**Stated goal**
Convert the lines from the one containing "in [496, 622]." through the end of the material into a JSON list of strings, one string per line, omitting any blank lines.

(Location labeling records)
■ ■ ■ ■

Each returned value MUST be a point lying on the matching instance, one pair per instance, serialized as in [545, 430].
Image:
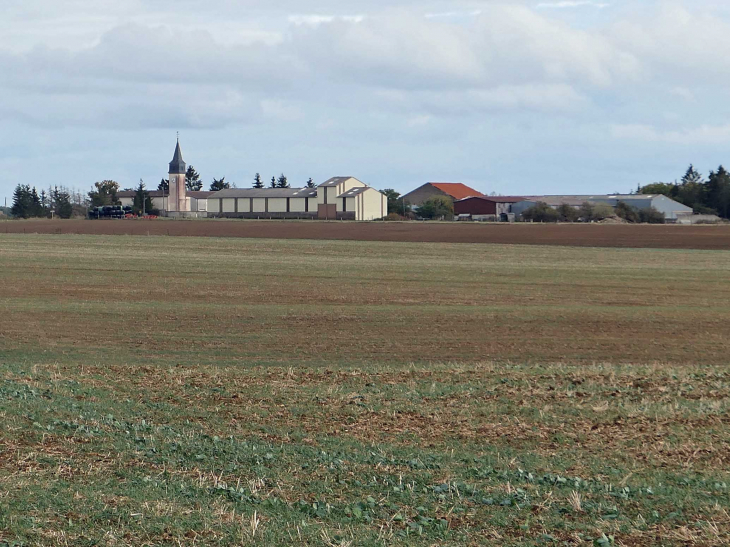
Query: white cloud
[702, 135]
[315, 20]
[406, 82]
[571, 4]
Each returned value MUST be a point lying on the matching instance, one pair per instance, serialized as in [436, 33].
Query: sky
[520, 97]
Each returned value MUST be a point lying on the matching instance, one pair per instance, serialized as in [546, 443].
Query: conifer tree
[218, 185]
[192, 180]
[22, 201]
[282, 182]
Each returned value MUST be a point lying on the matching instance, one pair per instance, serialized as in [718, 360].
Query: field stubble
[200, 392]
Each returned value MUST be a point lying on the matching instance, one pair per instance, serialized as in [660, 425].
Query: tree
[663, 188]
[62, 206]
[192, 180]
[282, 182]
[691, 189]
[436, 207]
[142, 203]
[718, 192]
[105, 193]
[627, 212]
[395, 203]
[540, 212]
[37, 209]
[567, 213]
[650, 215]
[22, 201]
[218, 185]
[602, 211]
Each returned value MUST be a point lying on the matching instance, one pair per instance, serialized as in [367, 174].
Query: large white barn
[339, 198]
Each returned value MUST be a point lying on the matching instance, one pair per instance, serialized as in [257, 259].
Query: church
[339, 198]
[177, 201]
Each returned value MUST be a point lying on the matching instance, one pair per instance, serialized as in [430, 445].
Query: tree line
[59, 201]
[281, 182]
[711, 196]
[591, 212]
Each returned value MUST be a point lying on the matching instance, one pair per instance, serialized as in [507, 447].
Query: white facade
[343, 198]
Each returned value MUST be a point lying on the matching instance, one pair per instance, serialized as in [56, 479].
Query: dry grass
[266, 392]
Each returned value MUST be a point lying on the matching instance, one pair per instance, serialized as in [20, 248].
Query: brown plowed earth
[582, 235]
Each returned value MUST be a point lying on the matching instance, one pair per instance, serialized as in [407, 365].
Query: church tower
[177, 202]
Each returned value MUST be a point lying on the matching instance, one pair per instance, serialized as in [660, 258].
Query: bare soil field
[580, 235]
[222, 391]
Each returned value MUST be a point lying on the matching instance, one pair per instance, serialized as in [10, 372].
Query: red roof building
[453, 190]
[485, 205]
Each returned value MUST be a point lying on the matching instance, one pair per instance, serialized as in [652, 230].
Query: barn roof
[267, 193]
[161, 194]
[497, 199]
[355, 192]
[456, 190]
[334, 181]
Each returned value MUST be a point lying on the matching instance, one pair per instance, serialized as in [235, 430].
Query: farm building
[486, 207]
[453, 190]
[195, 201]
[671, 209]
[339, 198]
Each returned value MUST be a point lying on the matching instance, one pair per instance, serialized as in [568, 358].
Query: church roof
[177, 165]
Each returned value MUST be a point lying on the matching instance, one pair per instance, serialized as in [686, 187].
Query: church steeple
[177, 165]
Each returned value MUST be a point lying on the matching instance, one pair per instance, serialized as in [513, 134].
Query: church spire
[177, 165]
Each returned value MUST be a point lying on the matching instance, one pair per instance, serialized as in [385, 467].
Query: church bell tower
[177, 201]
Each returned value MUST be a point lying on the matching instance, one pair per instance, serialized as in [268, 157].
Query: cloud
[314, 20]
[702, 135]
[571, 4]
[420, 86]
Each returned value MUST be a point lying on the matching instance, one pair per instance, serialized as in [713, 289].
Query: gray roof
[266, 193]
[162, 194]
[355, 192]
[334, 181]
[177, 165]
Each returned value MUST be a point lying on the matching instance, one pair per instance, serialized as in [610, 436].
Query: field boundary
[575, 235]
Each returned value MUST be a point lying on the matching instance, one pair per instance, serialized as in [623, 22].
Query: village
[347, 198]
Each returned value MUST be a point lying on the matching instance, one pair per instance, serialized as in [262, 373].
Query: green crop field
[191, 391]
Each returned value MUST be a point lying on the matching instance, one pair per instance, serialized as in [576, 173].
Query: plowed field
[582, 235]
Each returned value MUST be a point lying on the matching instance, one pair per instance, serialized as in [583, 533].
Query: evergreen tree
[192, 180]
[105, 193]
[62, 207]
[717, 192]
[282, 182]
[218, 185]
[142, 203]
[22, 201]
[37, 209]
[691, 189]
[395, 204]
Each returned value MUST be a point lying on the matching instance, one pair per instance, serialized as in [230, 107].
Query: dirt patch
[582, 235]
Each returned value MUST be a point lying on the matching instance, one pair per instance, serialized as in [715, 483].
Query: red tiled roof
[497, 199]
[456, 190]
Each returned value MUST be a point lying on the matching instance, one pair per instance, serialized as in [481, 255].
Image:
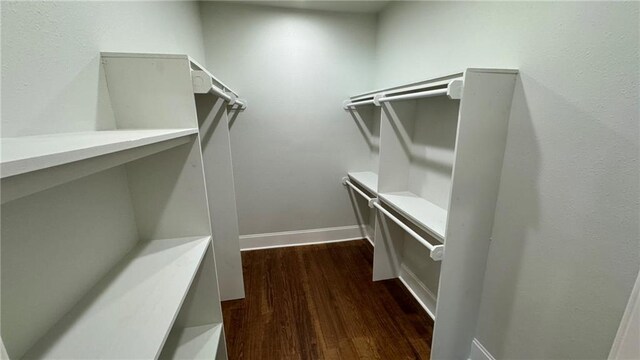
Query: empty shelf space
[130, 312]
[423, 213]
[30, 153]
[366, 179]
[197, 342]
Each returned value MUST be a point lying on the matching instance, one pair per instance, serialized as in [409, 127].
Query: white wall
[50, 57]
[565, 249]
[294, 143]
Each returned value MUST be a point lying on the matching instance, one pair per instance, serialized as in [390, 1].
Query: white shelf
[366, 179]
[423, 213]
[21, 155]
[130, 312]
[197, 342]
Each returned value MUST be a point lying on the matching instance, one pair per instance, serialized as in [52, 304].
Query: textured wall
[50, 57]
[295, 142]
[565, 248]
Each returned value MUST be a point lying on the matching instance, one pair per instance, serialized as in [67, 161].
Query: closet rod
[436, 251]
[241, 103]
[422, 94]
[357, 103]
[346, 181]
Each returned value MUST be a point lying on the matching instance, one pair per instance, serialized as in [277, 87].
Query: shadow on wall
[360, 208]
[210, 110]
[369, 127]
[401, 116]
[546, 285]
[82, 104]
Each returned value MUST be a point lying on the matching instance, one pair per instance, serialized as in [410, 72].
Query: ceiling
[371, 6]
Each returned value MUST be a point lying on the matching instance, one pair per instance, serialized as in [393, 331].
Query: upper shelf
[30, 153]
[130, 312]
[366, 179]
[427, 215]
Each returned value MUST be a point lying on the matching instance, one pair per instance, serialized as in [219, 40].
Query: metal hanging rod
[436, 251]
[453, 91]
[347, 104]
[203, 84]
[345, 181]
[237, 102]
[422, 94]
[221, 93]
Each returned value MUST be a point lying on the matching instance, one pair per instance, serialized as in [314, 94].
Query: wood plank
[319, 302]
[130, 312]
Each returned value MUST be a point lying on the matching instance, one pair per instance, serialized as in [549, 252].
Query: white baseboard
[301, 237]
[478, 352]
[423, 295]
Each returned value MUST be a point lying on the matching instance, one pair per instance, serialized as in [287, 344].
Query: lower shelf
[197, 342]
[129, 313]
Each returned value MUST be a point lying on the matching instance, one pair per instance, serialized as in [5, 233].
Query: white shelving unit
[30, 153]
[441, 144]
[214, 100]
[140, 295]
[421, 212]
[112, 227]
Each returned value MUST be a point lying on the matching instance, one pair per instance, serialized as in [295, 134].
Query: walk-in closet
[310, 179]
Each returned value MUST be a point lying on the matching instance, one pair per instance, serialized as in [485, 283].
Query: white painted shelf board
[367, 179]
[422, 212]
[196, 342]
[130, 312]
[21, 155]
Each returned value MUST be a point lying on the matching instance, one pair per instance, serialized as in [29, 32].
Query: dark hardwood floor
[318, 302]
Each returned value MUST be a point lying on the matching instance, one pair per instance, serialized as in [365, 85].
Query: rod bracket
[233, 98]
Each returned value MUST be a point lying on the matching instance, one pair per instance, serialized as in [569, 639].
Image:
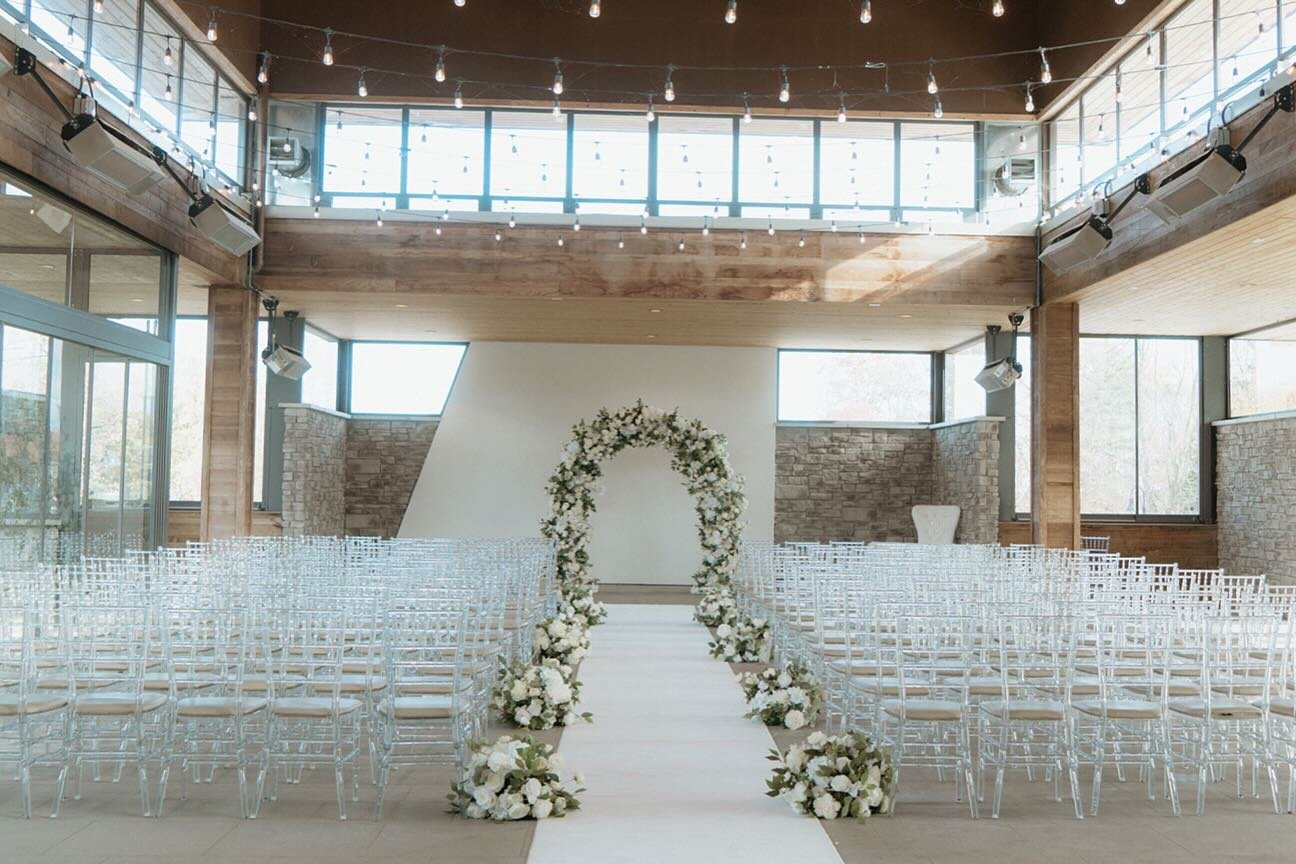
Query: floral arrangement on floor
[537, 696]
[563, 637]
[747, 640]
[717, 606]
[697, 455]
[789, 697]
[835, 777]
[513, 779]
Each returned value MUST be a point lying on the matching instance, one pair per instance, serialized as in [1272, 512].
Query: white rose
[826, 806]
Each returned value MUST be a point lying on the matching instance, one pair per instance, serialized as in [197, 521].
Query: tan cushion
[9, 705]
[118, 704]
[1027, 710]
[419, 707]
[924, 709]
[1121, 709]
[217, 706]
[307, 706]
[1220, 709]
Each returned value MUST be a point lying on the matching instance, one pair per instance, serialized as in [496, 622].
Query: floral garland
[835, 777]
[513, 779]
[537, 696]
[697, 455]
[789, 697]
[747, 640]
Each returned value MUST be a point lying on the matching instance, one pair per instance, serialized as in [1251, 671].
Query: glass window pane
[609, 157]
[1099, 130]
[528, 154]
[1168, 426]
[402, 377]
[1261, 376]
[113, 51]
[776, 161]
[198, 115]
[854, 386]
[857, 163]
[1107, 433]
[708, 175]
[319, 385]
[937, 165]
[364, 154]
[447, 152]
[188, 395]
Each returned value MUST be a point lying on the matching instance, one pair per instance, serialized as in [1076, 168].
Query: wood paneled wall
[1186, 544]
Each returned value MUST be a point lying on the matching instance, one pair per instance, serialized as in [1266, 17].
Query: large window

■ ■ ■ ■

**Solution for this task**
[
  "Each returned value MUST be a point lying on the matching instance, one pair per instance, serialized as in [496, 622].",
  "Query: floral garland",
  "[835, 777]",
  "[513, 779]",
  "[537, 696]",
  "[697, 455]",
  "[789, 697]",
  "[747, 640]",
  "Each returned value MUST be a point lying on the matching instance, one pair per instance, serialized as in [1251, 671].",
  "Query: glass window pane",
  "[609, 157]",
  "[1099, 130]",
  "[528, 154]",
  "[1168, 426]",
  "[402, 377]",
  "[1261, 376]",
  "[113, 51]",
  "[776, 161]",
  "[198, 115]",
  "[854, 386]",
  "[857, 163]",
  "[1107, 433]",
  "[708, 175]",
  "[319, 385]",
  "[937, 165]",
  "[364, 154]",
  "[447, 152]",
  "[188, 395]",
  "Each returned value MUST be a point lying on the matching instance, one pair per instance, serialized as in [1076, 168].",
  "Query: wood paneled wall",
  "[1186, 544]",
  "Each returned value MUST be a point lying on the matching instance, one pair per instance, serialized as in [1266, 17].",
  "Query: large window"
]